- [CHALLENGE]
Tally the lines in the rows below that contain the string "bollard", treating uppercase and lowercase as different. Give only the number.

* BEGIN RECORD EXTRACTS *

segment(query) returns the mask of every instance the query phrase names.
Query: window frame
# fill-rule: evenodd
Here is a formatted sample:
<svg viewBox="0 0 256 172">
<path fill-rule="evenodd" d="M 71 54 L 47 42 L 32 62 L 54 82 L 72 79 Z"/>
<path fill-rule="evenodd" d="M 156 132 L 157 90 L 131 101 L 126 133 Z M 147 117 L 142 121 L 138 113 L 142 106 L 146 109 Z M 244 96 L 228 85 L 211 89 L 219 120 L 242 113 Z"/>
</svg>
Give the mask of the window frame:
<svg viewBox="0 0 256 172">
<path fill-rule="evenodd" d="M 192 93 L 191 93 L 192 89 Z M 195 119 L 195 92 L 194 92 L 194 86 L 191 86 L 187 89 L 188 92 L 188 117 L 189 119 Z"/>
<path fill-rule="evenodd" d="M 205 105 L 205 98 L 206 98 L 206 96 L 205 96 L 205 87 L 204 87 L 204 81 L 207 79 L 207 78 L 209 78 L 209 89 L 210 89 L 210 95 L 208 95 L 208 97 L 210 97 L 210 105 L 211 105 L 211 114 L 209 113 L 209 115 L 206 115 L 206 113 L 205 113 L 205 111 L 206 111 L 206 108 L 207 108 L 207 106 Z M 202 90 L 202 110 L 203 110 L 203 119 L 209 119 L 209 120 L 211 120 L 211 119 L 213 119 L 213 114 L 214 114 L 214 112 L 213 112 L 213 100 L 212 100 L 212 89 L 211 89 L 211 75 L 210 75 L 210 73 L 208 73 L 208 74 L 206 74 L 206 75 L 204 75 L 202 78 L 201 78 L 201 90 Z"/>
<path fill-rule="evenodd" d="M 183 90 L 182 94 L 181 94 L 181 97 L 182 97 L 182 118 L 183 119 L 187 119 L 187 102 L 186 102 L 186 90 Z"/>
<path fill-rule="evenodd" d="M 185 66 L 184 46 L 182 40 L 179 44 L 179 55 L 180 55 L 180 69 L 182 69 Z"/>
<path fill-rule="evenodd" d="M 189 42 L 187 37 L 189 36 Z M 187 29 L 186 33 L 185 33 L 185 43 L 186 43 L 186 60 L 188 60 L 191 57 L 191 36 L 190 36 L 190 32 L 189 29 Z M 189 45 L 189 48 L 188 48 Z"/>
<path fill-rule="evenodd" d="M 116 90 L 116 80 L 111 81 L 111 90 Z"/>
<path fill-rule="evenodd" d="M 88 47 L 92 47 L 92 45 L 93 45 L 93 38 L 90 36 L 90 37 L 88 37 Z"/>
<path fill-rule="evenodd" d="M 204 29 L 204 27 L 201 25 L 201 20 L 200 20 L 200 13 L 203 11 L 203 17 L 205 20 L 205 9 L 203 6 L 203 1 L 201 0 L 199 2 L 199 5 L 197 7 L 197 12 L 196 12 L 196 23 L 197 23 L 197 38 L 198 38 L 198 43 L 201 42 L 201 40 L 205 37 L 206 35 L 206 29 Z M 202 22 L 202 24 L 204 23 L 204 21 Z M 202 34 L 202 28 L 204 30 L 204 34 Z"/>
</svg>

* END RECORD EXTRACTS *
* BEGIN RECORD EXTRACTS *

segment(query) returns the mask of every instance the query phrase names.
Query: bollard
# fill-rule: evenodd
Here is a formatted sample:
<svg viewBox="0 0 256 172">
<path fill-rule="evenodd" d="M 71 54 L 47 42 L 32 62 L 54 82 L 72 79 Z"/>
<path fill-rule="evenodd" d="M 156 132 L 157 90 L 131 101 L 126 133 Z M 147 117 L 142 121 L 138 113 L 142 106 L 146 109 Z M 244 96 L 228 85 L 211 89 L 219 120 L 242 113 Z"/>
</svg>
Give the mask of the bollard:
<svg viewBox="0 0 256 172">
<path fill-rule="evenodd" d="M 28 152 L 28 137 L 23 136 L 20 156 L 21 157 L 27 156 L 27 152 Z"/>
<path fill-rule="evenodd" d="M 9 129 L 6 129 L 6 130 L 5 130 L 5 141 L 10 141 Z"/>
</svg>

* END RECORD EXTRACTS *

- [REPLY]
2